>> begin ENTRIES

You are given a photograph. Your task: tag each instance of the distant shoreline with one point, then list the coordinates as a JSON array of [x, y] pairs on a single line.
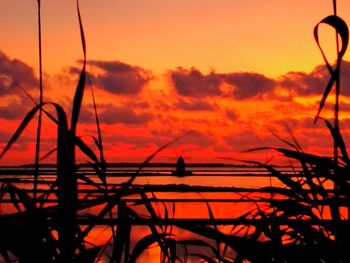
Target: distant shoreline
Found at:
[[127, 164]]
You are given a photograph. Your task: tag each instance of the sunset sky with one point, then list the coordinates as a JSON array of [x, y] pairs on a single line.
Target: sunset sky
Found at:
[[231, 73]]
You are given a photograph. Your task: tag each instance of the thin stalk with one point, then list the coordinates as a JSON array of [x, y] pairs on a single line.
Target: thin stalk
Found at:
[[38, 133], [337, 89]]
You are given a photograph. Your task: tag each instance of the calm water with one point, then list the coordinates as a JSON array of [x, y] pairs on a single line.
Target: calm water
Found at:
[[217, 176]]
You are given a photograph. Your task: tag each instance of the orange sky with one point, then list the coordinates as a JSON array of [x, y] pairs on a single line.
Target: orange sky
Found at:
[[228, 71]]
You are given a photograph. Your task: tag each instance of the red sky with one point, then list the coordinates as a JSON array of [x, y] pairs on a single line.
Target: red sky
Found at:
[[230, 72]]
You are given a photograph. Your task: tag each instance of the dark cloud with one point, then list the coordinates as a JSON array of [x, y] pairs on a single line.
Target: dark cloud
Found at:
[[193, 83], [14, 110], [248, 85], [194, 105], [110, 114], [315, 82], [118, 77], [15, 72], [232, 115]]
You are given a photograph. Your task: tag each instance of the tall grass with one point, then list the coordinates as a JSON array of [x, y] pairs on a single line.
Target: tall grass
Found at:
[[306, 225]]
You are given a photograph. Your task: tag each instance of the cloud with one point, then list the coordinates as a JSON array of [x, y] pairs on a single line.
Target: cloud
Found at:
[[194, 105], [248, 85], [111, 114], [231, 115], [118, 77], [315, 82], [193, 83], [14, 72]]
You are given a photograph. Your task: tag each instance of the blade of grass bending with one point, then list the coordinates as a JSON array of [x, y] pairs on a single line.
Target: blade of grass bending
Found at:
[[48, 154], [98, 142], [79, 92], [204, 257], [339, 140], [86, 149], [143, 244], [20, 129], [341, 28], [122, 236], [38, 133]]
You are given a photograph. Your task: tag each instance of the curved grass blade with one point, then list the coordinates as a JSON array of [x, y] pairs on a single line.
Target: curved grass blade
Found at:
[[143, 244], [20, 129], [79, 92]]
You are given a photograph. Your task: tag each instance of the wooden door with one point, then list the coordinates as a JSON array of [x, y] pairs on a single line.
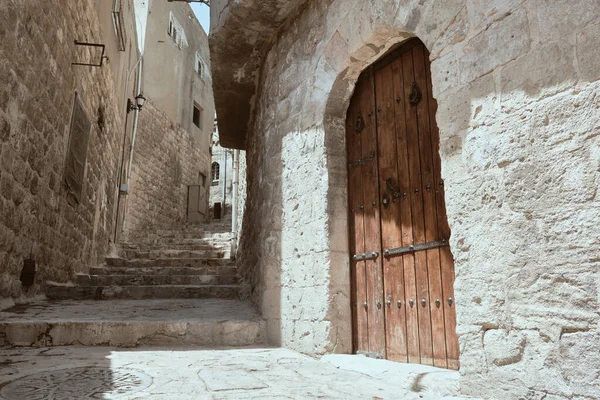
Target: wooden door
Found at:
[[402, 267]]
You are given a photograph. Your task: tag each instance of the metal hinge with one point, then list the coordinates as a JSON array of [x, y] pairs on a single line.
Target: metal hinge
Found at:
[[370, 354], [362, 160], [365, 256], [416, 247]]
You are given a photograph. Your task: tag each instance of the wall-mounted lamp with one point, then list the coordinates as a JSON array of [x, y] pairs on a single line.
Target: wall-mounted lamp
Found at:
[[139, 103]]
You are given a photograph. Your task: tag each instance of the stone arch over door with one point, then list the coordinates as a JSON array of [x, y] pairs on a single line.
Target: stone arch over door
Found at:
[[402, 270], [348, 53]]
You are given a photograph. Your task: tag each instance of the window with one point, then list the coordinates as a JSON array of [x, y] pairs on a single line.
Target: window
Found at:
[[176, 32], [77, 152], [197, 117], [200, 67], [119, 25], [214, 173]]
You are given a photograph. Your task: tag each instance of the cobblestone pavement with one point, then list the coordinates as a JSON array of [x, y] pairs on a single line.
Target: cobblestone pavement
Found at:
[[188, 373]]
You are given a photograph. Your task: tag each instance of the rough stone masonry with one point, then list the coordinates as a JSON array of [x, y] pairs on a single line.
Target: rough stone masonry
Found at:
[[38, 87], [517, 83]]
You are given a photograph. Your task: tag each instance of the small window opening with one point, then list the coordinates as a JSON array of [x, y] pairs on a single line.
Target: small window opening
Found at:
[[214, 173], [197, 117]]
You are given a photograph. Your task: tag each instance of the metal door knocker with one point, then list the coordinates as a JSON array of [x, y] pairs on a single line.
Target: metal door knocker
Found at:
[[385, 200], [395, 191], [359, 125], [415, 95]]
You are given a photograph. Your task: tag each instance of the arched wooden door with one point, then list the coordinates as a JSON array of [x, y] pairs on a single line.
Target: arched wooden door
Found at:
[[402, 268]]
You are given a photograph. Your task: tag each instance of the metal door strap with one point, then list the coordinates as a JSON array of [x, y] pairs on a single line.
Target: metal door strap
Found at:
[[417, 247], [362, 160], [365, 256]]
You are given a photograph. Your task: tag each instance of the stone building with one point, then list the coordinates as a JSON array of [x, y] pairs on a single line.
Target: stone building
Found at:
[[221, 178], [355, 114], [63, 127], [78, 157], [171, 161]]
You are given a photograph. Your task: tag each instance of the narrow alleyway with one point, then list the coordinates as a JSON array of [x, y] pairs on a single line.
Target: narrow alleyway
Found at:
[[177, 286], [180, 327]]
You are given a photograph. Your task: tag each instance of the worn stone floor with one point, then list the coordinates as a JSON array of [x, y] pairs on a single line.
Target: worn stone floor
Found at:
[[189, 373]]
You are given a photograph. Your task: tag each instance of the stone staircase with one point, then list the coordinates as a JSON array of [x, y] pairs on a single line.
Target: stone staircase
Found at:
[[190, 263], [175, 287]]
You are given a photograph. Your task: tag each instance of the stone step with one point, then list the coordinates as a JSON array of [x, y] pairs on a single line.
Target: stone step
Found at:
[[188, 235], [167, 262], [58, 291], [168, 254], [189, 244], [227, 269], [130, 323], [149, 280]]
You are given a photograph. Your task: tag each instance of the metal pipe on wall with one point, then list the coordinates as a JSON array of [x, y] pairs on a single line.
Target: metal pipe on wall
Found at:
[[120, 171], [234, 201], [131, 148]]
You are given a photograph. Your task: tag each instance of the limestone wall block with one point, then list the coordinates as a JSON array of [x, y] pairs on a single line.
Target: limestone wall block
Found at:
[[587, 54], [503, 41]]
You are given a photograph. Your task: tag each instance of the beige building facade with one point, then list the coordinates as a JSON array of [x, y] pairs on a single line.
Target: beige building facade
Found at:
[[516, 85], [82, 167], [170, 161]]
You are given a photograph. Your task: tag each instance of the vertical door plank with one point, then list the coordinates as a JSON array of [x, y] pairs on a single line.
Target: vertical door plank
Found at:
[[429, 206], [372, 225], [395, 323], [446, 259], [357, 229], [415, 195], [408, 263]]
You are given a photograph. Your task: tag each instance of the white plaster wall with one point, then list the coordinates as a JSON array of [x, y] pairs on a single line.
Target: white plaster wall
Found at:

>> end ENTRIES

PROMPT: Rewrite all of the records above, replacing "Found at" with "Located at" and leaving everything else unchanged. Omit the pictures from your answer.

COMPLETED TASK:
You are given a photograph. Your task: tag each instance of the distant shoreline with one point, then list the coordinates as a JSON array of [x, y] pairs on a single line.
Target: distant shoreline
Located at:
[[127, 164]]
You are given a photograph. Your task: tag each instance of the sunset sky with one point, then list the coordinates as a JSON array of [x, y] pairs on a single line.
Target: sunset sky
Located at:
[[231, 73]]
You are given a photograph. Your task: tag each instance of the thin stalk with one point, then list the coordinates as a JSON array of [x, y] pairs on a single line.
Target: thin stalk
Located at:
[[38, 133], [337, 89]]
You are given a photograph. Your task: tag each instance of the calm water with one point, then list the coordinates as a JSON array of [x, y] pairs on a single line.
Target: calm water
Located at:
[[217, 176]]
You are given a photograph. Your task: tag each instance of the orange sky with one point, then list the coordinates as a JSON array of [x, y] pairs on a single line.
Target: orange sky
Located at:
[[228, 71]]
You are given a photograph. Your task: tag each instance of the red sky with one point, then list the coordinates as a JSON array of [x, y] pairs on a single line.
Target: red sky
Located at:
[[230, 72]]
You are given a photograph. Your task: tag each instance of the dark cloud with one point, then list the coordinates as a JSON array of [x, y] pairs on a single line.
Target: dark cloud
Located at:
[[193, 83], [14, 110], [248, 85], [194, 105], [110, 114], [315, 82], [118, 77], [15, 72], [232, 115]]
You are given a photograph. Your task: tag each instance of the tall grass with one point, then list the coordinates as a JSON array of [x, y] pairs on a single line.
Target: tall grass
Located at:
[[306, 225]]
You are given a photograph. Your task: tag each instance of the cloud with one point, then list the coordinates as a JSON array of [x, y] pairs on a single line.
Target: cloud
Located at:
[[194, 105], [248, 85], [111, 114], [231, 115], [118, 77], [315, 82], [193, 83], [14, 72]]
You are given a photograph. Your task: tag each instance of the blade of grass bending with one point, then list the coordinates as a JSON array of [x, y] pairs on a single line.
Target: blade of grass bending
Located at:
[[48, 154], [98, 142], [79, 92], [204, 257], [339, 140], [86, 149], [143, 244], [20, 129], [341, 28], [122, 236], [38, 133]]
You are given a photograph. Your task: tag each instance of the curved grass blade with one point, then list the coordinates as a JSON array of [x, y] pairs on a single line.
Target: curved grass blade
Located at:
[[143, 244], [20, 129], [79, 92]]
You are given a photograph. Your task: tag each instance of the wooden door with one point, then list the coordinates as a JSON array of [x, y] pairs on a single line.
Target: wooden door
Located at:
[[402, 267]]
You are given a photograph. Your task: tag each instance of the metal hinge with one point, then list the coordinates as a JSON array of [x, y] pairs on a single line.
Target: metal hinge
Located at:
[[370, 354], [362, 160], [365, 256], [416, 247]]
You are given a photograph. Your task: tag each instance of the wall-mounted lamp with one point, then list the coordinates as a JSON array of [x, y] pairs on a single line.
Target: wall-mounted lamp
Located at:
[[139, 103]]
You are given a photograph. Your task: tag each instance of the stone arch over door with one point, then list the coordinates as a JSON array of [x, y] pairs on a single line.
Target: stone arch over door
Located at:
[[402, 270], [348, 53]]
You are given a photograph. Your task: tag each instance of the window with one point, then list the coordinates as a JSON array of [x, y] pairs on a single line.
Target: window
Located at:
[[176, 32], [77, 152], [197, 117], [200, 67], [119, 25], [214, 173]]
You are given a photograph. Your task: tag each instance of the cobblestone pavement with one point, then list the coordinates as a JSON array of [x, y] pairs on a single line.
Target: cobblestone pavement
Located at:
[[188, 373]]
You are given a photograph. Your task: tag each instance of the rough stone masonry with one point, then list the coordinates as a JSON array of [x, y] pairs on a single line.
Target: rough stone masonry
Located at:
[[38, 87], [517, 83]]
You are given a photograph. Your task: tag each instance of the small window opening with one point, then list the coordinates as a JSON array of [x, y] pairs on a single line.
Target: small window opening
Located at:
[[214, 173], [197, 117]]
You are given a photograph. Your task: tag each instance of the metal door knocker with one point, then list the coordinates as a JSON array of [x, y] pairs on a single line.
Target: metal door knocker
Located at:
[[385, 200], [395, 191], [359, 125], [415, 95]]
You are given a photograph. Your task: tag each instance of the arched wooden door with one point, then list the coordinates as a JSON array of [x, y] pairs on a single line.
Target: arched wooden door
Located at:
[[402, 268]]
You are given a photograph. Your task: tag each instance of the metal door strap with one point, then list the coordinates as a JSON array of [x, y] pairs on a single line.
Target: metal door strap
Located at:
[[417, 247], [362, 160], [365, 256]]
You are given a photograph. Your task: tag each instance of the stone building with one point, then list the coordinates as a JSON array of [x, y] pairs on a single line.
Target: stone building
Located at:
[[221, 178], [355, 114], [63, 127], [78, 157], [171, 161]]
You are given a photograph. Your task: tag each instance of the narrow alleyway with one point, then list the coordinates as a JSON array of [x, y] pairs on a single line.
Target: narrow alleyway
Located at:
[[177, 286], [180, 327]]
You are given a photograph. Your task: tag each instance of the worn stone floor with one point, then list the coordinates as a JSON array of [x, y] pairs on a single line.
Target: worn stone floor
Located at:
[[189, 373]]
You are given a photograph. Your task: tag each instance of the stone staircase with one point, then list the coordinates as a JSON array of [x, y] pairs on a single line.
Target: stone staircase
Located at:
[[190, 263], [175, 287]]
You are given a photograph. Your task: tag each instance of the stone step with one point, then list the coordinates as a JSON array of [x, y] pairs on a single line.
Target: stone step
Located at:
[[188, 235], [167, 262], [58, 291], [168, 254], [189, 244], [227, 269], [130, 323], [149, 280]]
You are given a photograph. Your task: tag each instance of the metal pipe on wall with one point, then list the coordinates as a JSON array of [x, y] pairs on a single line.
Target: metal pipe on wall
Located at:
[[120, 171], [234, 201], [131, 148]]
You are given a photograph. Your task: tag each instance of the limestone wall block with one point, then list the coordinates as a JSON array of [x, y] pairs on a single line.
Target: limestone wall block
Located at:
[[587, 54], [503, 41]]
You are given a photograph. Your task: tag each instance of the beige building facade with one point, then list the coordinates as a JSON array of [x, y] pairs on a single line.
Target: beige building facade
Located at:
[[516, 85], [82, 167], [170, 161]]
You are given a photograph. Your task: tag each instance of the vertical door plank with one point, then list the coordinates as a JSON array of [x, y] pairs on a single line.
Target: vertical door plank
Located at:
[[429, 206], [372, 225], [395, 323], [446, 259], [357, 229], [415, 195], [408, 263]]
You are given a photograph. Your task: tag each instance of the white plaster wall with one point, then list the coordinates as a JSON array of [x, y] pairs on a single line.
Target: white plaster wall
Located at:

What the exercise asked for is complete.